● WORK TO COMPLETE:
1. In the text on silicon etching for MEMS inkjet heads, explain why a printer head must deliver a greater number of smaller droplets. Use one to three sentences.
2. Reproduce the passage of the inkjet-head text between "When printing with" and "and wet etching.", inclusive.

● EXTRACTED TEXT:
──────────
DRIE of Silicon for MEMS Inkjet Heads

Within the world of MEMS manufacturing, inkjet printer heads represent the largest and a substantial size of the total MEMS component market.¹ The fabrication of inkjet heads is an area that to date has been dominated by established low-cost manufacturing methods; bead blasting and wet etching have been the predominant production methods for fabricating the holes in silicon-based inkjet heads. However, much like any other microelectronics manufacturing situation, with increased competition in the printer marketplace, manufacturers of MEMS inkjet heads are forced to address the sometimes-conflicting challenges of reducing production costs while improving product performance. In the case of inkjet heads, print resolution is one of the primary measures of product performance.

When printing with inkjet heads, smaller, more tightly spaced droplets of ink result in sharper print quality. However, this produces a smaller print area, resulting in an increased printing time. To optimize both print quality and speed, a printer head must deliver an increased number of smaller-sized droplets; this equates directly to an increase in the density of holes per inch in an inkjet head. The path to doing this lies with the adoption of deep reactive ion etching (DRIE) to replace blasting and wet etching.
──────────
● SUPPLIED MATERIAL:
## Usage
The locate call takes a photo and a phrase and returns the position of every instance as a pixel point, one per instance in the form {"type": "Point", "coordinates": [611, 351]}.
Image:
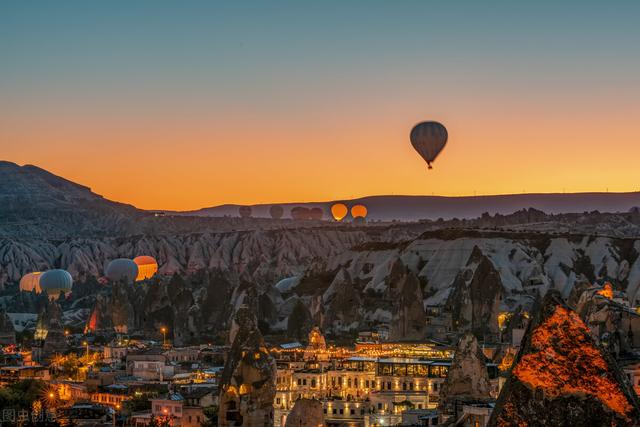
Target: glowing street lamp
──────────
● RESULTS BY TASK:
1. Smaller, more tightly spaced droplets give sharper print quality, but they cover a smaller print area and make printing take longer. To get both good quality and good speed, the head must deliver more of these smaller droplets. That means a higher density of holes per inch.

2.
When printing with inkjet heads, smaller, more tightly spaced droplets of ink result in sharper print quality. However, this produces a smaller print area, resulting in an increased printing time. To optimize both print quality and speed, a printer head must deliver an increased number of smaller-sized droplets; this equates directly to an increase in the density of holes per inch in an inkjet head. The path to doing this lies with the adoption of deep reactive ion etching (DRIE) to replace blasting and wet etching.